### RAW DATA
:::::

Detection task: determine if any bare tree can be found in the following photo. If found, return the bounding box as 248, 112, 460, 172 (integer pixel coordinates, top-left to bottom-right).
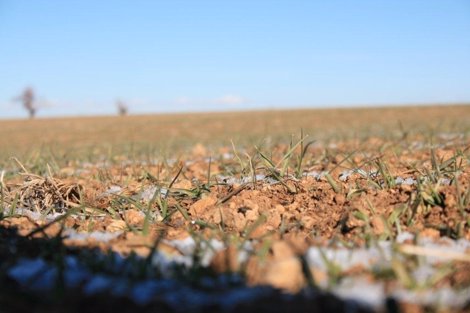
15, 87, 37, 119
116, 100, 129, 116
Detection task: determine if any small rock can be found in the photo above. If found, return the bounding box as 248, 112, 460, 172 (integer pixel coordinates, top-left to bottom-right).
106, 220, 127, 233
124, 209, 145, 226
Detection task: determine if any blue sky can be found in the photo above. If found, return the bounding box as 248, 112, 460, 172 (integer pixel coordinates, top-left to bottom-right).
0, 0, 470, 118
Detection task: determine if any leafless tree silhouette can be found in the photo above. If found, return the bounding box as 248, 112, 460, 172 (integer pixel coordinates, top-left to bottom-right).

:::::

### AIM
Render every line of the items above as a numbered list, skipping blank lines and leaving out the pictures.

### TASK SOLUTION
1. Detection task: determine if any bare tree can be found in the following photo. If found, return the bounding box as 248, 112, 460, 172 (integer pixel coordinates, top-left to bottom-right).
2. 15, 87, 37, 119
3. 116, 100, 129, 116
4. Detection task: determine if any small rock can be found in the photo above. If found, return the bounding box as 248, 112, 460, 172 (integer pixel coordinates, top-left to bottom-right).
5. 106, 220, 127, 233
6. 124, 209, 145, 226
7. Detection task: determine if any blue sky can be found in the photo above. If found, return the bounding box as 248, 112, 460, 172 (integer pixel coordinates, top-left to bottom-right).
8. 0, 0, 470, 118
9. Detection task: determine if any leafless tree silhouette can be found in the photo above. If found, return the bounding box as 248, 112, 460, 172 (integer pixel coordinates, top-left to bottom-right).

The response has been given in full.